*The exercise:*
Could you copy the rows from the line containing "Indicate the brown" through the line containing "[(202, 154), (210, 154)]", renaming "wood" to "timber" wherever it appears and changing nothing else? Leave the pictures out.

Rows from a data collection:
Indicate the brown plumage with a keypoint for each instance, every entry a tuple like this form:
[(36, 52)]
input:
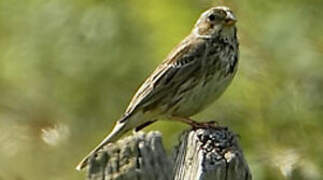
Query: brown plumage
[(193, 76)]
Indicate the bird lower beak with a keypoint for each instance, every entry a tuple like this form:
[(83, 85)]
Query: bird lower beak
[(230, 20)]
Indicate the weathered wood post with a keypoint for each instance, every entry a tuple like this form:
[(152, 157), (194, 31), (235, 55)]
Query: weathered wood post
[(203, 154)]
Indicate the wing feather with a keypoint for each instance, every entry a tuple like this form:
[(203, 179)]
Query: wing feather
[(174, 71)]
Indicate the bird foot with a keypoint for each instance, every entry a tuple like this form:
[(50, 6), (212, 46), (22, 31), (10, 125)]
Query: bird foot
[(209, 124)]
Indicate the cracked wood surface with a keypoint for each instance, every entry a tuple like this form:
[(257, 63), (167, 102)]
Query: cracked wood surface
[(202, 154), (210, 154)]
---
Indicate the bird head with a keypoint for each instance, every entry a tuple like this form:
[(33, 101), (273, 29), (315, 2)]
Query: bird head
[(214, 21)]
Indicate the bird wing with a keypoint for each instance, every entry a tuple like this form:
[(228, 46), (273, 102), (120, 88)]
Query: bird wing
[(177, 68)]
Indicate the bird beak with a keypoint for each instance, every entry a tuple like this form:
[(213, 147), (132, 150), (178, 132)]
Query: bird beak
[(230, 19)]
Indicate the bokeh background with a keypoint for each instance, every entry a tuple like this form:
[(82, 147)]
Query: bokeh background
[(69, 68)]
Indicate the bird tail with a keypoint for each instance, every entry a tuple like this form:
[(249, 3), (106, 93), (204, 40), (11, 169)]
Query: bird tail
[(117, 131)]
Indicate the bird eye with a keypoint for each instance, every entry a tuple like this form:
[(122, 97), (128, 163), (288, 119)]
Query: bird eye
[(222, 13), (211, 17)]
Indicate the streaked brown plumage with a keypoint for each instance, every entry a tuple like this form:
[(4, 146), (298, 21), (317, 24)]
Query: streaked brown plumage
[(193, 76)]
---
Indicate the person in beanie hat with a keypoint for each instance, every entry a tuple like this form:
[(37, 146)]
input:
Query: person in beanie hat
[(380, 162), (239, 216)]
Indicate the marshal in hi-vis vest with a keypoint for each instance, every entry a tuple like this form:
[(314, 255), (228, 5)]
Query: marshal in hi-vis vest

*Exercise solution:*
Indicate the brown plumage with a keypoint for each instance, every entry a tuple like this form:
[(36, 52)]
input:
Query: brown plumage
[(193, 76)]
Indicate the bird lower beak with a keypoint for each instance, every entry a tuple like this form:
[(83, 85)]
Query: bird lower beak
[(230, 20)]
Indicate the weathered timber post with a keypoint for each instance, every entry a tuple like this form:
[(152, 157), (194, 31), (235, 55)]
Query: weathered timber post
[(203, 154)]
Indicate the wing feather with a keypoint for each instance, every entry a tuple like this form:
[(203, 179)]
Query: wing feather
[(174, 71)]
Indicate the bird foot with a keypoint for each instance, every entry a tuple like this form:
[(50, 6), (212, 46), (22, 31), (10, 125)]
Query: bird foot
[(209, 124)]
Indicate the cracked timber surface with a keypoint for each instance, every entry a tuple like this form:
[(257, 63), (167, 102)]
Query: cracked timber surface
[(202, 154), (210, 154)]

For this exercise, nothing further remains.